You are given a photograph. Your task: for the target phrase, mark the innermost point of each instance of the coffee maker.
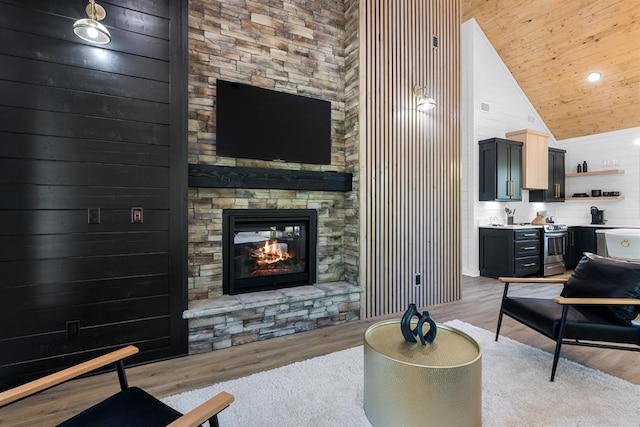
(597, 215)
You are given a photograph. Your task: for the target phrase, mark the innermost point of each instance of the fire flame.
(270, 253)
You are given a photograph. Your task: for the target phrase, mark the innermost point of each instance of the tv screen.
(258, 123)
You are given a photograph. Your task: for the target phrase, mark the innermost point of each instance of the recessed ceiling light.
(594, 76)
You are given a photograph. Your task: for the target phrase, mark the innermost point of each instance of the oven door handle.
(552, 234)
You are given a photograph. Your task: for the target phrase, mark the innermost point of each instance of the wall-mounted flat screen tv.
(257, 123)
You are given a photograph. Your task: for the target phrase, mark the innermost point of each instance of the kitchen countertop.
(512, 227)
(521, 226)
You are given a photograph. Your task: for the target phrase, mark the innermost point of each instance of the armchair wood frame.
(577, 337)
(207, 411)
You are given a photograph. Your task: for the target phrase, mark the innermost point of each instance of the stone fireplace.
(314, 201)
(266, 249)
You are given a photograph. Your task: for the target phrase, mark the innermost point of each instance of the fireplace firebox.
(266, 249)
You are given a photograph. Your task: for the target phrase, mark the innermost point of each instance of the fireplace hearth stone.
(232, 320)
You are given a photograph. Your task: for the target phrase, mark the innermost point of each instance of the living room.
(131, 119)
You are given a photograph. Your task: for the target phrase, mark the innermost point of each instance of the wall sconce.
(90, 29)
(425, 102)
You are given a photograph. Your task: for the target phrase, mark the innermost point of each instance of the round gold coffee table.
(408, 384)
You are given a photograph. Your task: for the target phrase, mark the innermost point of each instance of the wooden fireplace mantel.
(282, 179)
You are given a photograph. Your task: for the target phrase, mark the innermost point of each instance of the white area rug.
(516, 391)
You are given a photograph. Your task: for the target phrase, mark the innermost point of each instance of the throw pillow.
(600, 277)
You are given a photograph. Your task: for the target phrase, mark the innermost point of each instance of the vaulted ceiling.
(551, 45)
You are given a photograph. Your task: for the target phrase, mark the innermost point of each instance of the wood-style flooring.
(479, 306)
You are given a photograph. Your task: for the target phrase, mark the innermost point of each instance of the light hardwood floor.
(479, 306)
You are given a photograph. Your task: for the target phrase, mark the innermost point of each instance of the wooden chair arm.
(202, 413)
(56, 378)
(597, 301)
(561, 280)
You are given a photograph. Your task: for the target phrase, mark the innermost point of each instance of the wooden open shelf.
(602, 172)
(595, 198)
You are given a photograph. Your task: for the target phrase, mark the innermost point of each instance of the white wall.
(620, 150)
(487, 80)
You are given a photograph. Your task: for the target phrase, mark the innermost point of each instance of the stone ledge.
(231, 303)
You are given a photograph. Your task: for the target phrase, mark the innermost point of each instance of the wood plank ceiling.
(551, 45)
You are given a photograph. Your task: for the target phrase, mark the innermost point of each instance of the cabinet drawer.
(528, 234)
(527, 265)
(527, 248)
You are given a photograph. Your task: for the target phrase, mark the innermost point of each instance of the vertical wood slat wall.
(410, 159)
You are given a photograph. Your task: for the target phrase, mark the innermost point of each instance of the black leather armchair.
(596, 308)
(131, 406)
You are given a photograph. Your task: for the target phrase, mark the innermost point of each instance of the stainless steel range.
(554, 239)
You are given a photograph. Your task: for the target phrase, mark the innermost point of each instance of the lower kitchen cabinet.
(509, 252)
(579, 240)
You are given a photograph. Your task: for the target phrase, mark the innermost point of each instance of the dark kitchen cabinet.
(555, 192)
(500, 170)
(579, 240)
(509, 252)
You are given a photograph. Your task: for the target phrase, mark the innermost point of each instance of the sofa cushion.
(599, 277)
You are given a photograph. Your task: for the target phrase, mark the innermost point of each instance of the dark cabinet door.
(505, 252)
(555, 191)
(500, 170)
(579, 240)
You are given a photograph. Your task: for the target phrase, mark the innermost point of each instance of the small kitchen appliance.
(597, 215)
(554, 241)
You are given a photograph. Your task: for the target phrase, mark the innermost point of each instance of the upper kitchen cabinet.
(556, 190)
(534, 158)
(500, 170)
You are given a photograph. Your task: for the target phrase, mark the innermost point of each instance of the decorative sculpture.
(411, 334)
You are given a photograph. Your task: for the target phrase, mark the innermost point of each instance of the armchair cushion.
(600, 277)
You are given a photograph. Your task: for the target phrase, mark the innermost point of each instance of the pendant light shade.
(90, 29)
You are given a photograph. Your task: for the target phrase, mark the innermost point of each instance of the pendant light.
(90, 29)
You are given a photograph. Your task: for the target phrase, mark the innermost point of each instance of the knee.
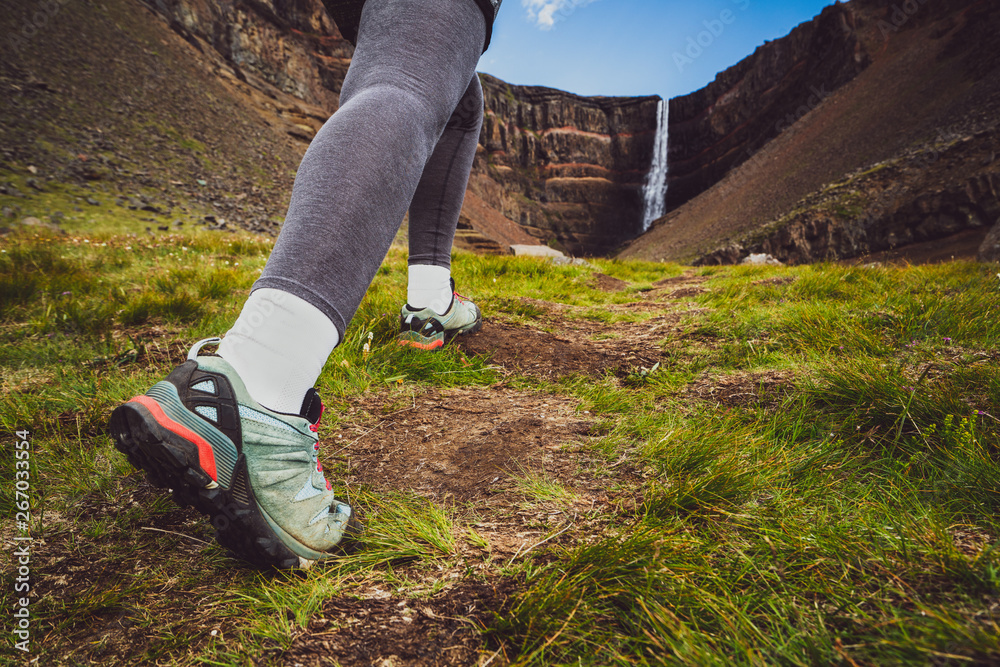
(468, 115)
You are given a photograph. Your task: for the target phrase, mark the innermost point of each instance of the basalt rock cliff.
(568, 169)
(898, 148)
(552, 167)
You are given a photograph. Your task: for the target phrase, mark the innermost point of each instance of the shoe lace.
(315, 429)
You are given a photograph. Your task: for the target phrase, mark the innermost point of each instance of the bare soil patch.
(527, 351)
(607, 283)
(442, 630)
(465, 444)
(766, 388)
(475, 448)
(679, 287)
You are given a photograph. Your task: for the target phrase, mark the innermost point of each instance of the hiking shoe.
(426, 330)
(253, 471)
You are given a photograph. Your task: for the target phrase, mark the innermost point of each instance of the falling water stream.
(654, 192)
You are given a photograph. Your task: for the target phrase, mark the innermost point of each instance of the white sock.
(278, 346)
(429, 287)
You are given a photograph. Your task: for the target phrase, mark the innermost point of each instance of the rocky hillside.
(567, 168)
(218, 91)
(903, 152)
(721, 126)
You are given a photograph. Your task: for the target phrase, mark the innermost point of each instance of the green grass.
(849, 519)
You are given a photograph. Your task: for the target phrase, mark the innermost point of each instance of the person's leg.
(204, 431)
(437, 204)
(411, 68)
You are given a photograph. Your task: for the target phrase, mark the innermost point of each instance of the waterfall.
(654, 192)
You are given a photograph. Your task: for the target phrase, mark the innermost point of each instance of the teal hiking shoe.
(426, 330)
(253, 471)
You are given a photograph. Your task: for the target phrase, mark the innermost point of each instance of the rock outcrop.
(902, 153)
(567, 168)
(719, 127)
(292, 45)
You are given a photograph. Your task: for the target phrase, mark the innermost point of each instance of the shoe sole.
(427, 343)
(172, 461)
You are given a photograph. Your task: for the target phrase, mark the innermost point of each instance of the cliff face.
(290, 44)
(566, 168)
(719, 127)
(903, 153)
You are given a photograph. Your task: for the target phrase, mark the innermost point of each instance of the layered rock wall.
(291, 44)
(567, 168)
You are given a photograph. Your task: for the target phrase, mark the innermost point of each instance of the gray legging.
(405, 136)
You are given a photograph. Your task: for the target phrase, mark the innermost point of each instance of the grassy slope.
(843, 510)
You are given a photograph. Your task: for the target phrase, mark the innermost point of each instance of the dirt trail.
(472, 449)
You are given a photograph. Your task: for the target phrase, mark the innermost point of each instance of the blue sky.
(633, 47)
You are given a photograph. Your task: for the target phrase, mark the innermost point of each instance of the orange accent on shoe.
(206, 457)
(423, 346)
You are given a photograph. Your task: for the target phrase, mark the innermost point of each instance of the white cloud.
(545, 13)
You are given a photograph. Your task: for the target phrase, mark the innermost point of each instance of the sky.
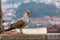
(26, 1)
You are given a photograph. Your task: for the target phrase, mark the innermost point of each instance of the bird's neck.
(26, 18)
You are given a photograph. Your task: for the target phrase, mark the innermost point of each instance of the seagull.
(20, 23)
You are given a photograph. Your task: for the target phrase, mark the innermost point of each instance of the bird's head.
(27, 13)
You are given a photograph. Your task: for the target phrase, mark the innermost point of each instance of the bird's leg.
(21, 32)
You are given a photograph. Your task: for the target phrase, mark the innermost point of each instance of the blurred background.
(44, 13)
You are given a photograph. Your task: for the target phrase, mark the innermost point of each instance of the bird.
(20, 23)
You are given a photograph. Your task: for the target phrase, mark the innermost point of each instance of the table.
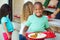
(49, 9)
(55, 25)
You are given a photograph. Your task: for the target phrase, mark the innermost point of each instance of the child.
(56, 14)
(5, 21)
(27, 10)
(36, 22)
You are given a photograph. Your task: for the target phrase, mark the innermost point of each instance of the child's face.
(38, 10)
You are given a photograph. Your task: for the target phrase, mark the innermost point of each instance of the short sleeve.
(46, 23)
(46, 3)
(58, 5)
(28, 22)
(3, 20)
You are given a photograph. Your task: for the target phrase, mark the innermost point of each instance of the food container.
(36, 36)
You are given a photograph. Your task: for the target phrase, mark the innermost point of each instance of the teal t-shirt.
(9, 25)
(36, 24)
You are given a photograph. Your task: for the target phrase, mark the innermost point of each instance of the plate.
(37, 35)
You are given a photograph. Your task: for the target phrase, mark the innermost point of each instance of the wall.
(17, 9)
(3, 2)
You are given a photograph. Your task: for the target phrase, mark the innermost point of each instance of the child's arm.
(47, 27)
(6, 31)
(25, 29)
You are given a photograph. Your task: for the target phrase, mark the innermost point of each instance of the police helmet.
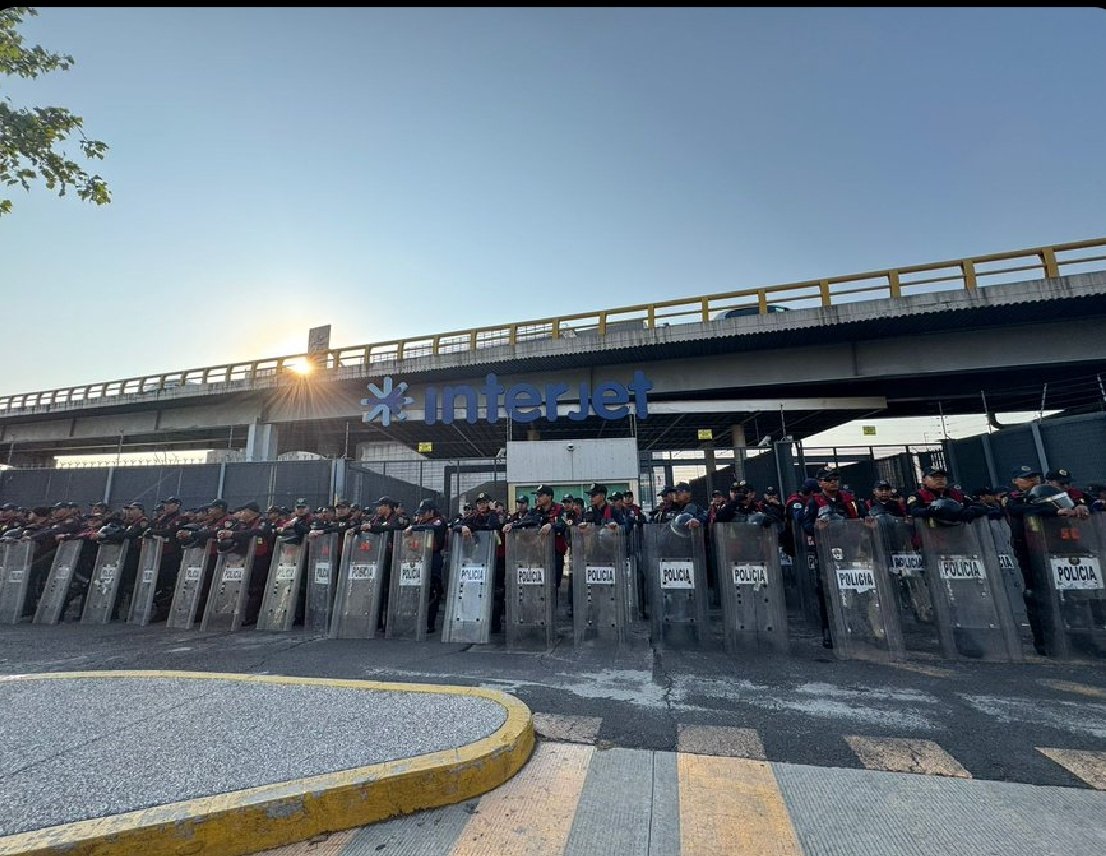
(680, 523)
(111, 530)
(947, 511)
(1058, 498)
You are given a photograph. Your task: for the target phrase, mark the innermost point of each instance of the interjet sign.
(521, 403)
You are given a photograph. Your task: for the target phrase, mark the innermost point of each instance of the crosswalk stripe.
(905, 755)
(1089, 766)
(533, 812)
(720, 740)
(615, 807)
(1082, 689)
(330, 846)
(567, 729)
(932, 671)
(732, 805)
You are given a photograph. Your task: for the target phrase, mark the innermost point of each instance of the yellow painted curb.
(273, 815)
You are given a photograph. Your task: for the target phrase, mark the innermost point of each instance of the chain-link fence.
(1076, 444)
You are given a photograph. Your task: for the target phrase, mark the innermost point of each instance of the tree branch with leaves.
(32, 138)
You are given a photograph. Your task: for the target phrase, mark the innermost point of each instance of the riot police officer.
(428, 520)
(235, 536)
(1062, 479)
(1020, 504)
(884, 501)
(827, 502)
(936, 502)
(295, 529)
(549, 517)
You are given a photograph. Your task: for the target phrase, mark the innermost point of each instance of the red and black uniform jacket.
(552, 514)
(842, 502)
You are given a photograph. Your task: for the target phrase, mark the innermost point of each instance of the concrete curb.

------

Directions for this task:
Repeat exactly, and only, the lines from the line containing "branch with leaves." through the last line of the records above, both included.

Output of the exercise:
You are given a photograph. Your task: for the target phrase, mark the innermost point of each instance of the tree branch with leaves.
(32, 138)
You are given a photograph. Your task: for the target phrase, mark the innermost point of each instance of the riot police officer.
(428, 520)
(235, 536)
(1062, 479)
(1020, 504)
(884, 501)
(827, 502)
(936, 502)
(295, 529)
(549, 517)
You are given a photograph. Your task: for the target phrase, mark the innermost point of each instance of the red and black uniform jacket.
(552, 514)
(842, 502)
You are given a photograph. Your task: for the target phrase, mark the innermost point of each instance of the concrete curb.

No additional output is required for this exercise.